From the listing below, pull out every line that contains the string "plant" and copy each one unchanged. Matching is case-sensitive.

===

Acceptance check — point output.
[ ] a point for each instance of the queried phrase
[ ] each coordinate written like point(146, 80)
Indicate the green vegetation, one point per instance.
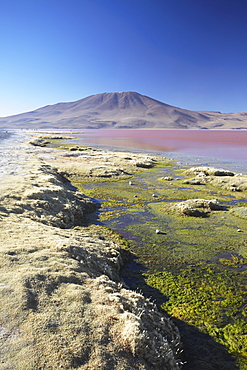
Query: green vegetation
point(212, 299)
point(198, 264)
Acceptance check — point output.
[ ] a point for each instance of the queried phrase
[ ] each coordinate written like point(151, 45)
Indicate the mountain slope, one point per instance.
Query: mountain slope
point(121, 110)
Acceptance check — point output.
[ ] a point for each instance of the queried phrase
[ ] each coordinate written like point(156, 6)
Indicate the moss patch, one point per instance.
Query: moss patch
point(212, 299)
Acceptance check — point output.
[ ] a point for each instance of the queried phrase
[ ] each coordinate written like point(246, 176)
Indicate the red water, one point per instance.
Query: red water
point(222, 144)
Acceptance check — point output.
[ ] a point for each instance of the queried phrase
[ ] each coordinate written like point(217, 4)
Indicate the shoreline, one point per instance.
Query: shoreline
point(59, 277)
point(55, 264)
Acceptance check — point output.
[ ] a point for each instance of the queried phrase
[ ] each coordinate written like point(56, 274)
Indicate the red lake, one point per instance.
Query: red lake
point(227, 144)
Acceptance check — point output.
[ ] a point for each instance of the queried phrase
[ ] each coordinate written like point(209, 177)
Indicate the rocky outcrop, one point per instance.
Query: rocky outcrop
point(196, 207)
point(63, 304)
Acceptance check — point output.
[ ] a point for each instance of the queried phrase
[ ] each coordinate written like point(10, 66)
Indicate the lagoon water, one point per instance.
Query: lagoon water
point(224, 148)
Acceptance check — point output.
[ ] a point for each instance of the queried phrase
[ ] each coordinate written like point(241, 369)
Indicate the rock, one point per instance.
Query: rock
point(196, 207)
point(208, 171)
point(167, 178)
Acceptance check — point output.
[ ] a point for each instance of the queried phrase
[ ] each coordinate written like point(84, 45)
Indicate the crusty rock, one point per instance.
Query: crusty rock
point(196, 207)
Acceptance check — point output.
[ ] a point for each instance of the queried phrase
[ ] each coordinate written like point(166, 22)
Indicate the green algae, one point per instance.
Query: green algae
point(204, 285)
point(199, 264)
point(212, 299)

===

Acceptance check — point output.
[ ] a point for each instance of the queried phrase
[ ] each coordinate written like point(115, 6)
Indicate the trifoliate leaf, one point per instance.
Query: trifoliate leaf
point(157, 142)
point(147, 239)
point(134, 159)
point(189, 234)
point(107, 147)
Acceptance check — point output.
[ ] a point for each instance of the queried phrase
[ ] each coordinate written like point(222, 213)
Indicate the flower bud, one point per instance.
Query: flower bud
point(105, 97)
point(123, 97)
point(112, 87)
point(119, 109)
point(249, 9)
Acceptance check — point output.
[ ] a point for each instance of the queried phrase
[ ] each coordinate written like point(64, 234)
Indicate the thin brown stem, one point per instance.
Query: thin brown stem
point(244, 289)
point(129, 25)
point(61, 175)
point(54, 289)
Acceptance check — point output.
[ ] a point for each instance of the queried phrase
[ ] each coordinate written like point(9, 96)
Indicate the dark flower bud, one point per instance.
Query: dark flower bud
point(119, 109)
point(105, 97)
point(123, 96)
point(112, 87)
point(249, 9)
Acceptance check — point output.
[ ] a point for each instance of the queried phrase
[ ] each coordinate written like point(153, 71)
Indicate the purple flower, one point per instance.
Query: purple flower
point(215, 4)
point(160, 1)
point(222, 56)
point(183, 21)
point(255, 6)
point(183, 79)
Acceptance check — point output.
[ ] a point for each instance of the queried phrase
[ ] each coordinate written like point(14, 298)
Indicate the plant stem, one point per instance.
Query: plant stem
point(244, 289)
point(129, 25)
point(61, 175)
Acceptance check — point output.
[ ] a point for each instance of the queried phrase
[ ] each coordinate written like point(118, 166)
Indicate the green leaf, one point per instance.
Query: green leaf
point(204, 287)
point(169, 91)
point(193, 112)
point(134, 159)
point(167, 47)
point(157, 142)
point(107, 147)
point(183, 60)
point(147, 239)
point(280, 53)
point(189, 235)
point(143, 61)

===

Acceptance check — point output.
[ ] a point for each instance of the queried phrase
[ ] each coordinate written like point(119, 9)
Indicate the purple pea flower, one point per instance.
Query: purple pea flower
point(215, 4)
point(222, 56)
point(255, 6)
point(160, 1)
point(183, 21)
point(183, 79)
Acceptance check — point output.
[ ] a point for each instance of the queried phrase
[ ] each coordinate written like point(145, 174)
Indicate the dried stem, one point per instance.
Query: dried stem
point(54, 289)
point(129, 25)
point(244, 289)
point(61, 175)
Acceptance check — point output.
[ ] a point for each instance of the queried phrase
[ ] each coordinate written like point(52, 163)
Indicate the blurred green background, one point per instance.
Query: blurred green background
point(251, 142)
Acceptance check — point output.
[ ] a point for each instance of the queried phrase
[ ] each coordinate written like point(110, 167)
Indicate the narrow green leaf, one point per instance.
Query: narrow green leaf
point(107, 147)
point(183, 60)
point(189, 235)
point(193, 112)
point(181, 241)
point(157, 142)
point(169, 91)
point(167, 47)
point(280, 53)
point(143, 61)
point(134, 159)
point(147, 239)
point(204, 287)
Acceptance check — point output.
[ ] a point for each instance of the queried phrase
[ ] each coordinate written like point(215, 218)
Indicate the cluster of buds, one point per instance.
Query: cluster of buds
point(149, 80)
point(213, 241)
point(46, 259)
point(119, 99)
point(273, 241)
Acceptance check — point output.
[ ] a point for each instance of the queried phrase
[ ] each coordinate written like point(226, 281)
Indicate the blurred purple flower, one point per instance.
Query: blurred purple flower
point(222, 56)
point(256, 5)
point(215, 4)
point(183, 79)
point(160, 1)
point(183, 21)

===

COMPLETED TASK.
Indicate the plant stem, one point per instance.
Query: plant stem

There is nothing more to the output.